DOCUMENTO:

Cada vez que puedo aprovecho para sublevarme contra las falsas dicotomías que se esbozan para intentar comprender diferentes aspectos de la realidad social argentina, judía, mundial y demás. La razón general de este rechazo es que el pensamiento dicotómico suele representar una simplificación de algo que es constitutivamente complejo, y cuya evolución no sólo depende de su evolución interna, sino también de su interacción con otros espacios complejos.
Es cierto que, en ocasiones, la tentación es fuerte. Por ejemplo, cuando aparecen ciertas cuestiones relacionadas con los derechos humanos, suelo responder que lo que más me preocupan son los humanos involucrados, antes que los derechos, porque son los humanos los que sufren las violaciones de esas construcciones ideológicas que son los derechos, y son los humanos los que interpretan y malinterpretan esos derechos, y son los humanos también los que vulneran los derechos de otros humanos. Mi crítica es, en realidad, a esos defensores de los derechos humanos que se preocupan más por el derecho que por las condiciones reales de existencia de los humanos que pretenden defender.
La experiencia me dice que la inteligencia y la racionalidad no son siempre suficientes. A veces, simplemente hay que ser razonables. En un mundo tan interdependiente como el nuestro, en donde el capital tecnológico de la humanidad ha multiplicado sus potencialidades, el riesgo no es un reblandecimiento progresivo de nuestro cerebro colectivo, ni la caída de la racionalidad instrumental. El riesgo es la incapacidad de comunicarnos para resolver problemas, de hacer renuncias razonables para que el futuro no sea una “escabechina”, un inmenso matadero de seres humanos y de sus derechos.

LAS TAREAS:
(1) Responde según el texto:
(a) ¿Qué suele representar el pensamiento dicotómico?
(b) Ante cuestiones de derechos humanos, ¿qué es lo que más preocupa a quien escribe?
(c) ¿Cuál es el riesgo que se señala en el último párrafo?
(2) Reproduce literalmente el fragmento del texto que va desde "La experiencia me" hasta "de sus derechos.", ambos incluidos.
Responde usando únicamente el texto.

Un bloque de datos:
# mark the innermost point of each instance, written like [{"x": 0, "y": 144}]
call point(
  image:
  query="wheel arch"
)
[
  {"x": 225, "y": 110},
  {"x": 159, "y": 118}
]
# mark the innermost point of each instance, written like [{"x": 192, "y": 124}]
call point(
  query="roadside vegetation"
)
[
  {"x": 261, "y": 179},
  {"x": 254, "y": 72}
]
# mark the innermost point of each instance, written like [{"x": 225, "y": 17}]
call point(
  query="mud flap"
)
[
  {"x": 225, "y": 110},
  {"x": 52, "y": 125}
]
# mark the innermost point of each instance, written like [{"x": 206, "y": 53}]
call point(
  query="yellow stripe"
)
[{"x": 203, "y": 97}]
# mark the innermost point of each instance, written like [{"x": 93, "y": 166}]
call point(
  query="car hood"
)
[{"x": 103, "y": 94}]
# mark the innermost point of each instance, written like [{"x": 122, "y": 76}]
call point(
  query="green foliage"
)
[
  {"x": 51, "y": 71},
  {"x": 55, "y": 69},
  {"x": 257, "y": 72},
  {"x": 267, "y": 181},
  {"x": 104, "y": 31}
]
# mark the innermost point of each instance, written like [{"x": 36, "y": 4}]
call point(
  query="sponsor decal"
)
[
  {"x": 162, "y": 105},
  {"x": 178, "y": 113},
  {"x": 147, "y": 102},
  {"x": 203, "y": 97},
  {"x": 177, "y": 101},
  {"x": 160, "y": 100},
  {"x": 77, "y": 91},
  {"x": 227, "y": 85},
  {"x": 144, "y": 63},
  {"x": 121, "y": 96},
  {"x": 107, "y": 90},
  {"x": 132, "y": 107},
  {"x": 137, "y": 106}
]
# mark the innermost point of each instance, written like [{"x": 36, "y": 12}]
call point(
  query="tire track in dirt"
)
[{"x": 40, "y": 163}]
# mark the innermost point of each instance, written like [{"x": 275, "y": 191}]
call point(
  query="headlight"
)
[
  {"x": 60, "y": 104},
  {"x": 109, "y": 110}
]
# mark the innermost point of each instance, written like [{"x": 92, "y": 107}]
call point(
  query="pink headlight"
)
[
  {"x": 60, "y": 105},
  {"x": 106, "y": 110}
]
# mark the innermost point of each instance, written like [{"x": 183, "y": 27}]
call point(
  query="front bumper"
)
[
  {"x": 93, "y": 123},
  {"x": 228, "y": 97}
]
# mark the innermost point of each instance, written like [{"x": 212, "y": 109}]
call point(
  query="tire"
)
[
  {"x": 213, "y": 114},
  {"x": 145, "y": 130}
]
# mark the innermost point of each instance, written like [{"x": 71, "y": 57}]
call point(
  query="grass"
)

RESPUESTAS DEL EJERCICIO:
(1)
(a) Una simplificación de algo que es constitutivamente complejo.
(b) Los humanos involucrados, antes que los derechos.
(c) La incapacidad de comunicarnos para resolver problemas y de hacer renuncias razonables para que el futuro no sea una "escabechina".

(2)
La experiencia me dice que la inteligencia y la racionalidad no son siempre suficientes. A veces, simplemente hay que ser razonables. En un mundo tan interdependiente como el nuestro, en donde el capital tecnológico de la humanidad ha multiplicado sus potencialidades, el riesgo no es un reblandecimiento progresivo de nuestro cerebro colectivo, ni la caída de la racionalidad instrumental. El riesgo es la incapacidad de comunicarnos para resolver problemas, de hacer renuncias razonables para que el futuro no sea una “escabechina”, un inmenso matadero de seres humanos y de sus derechos.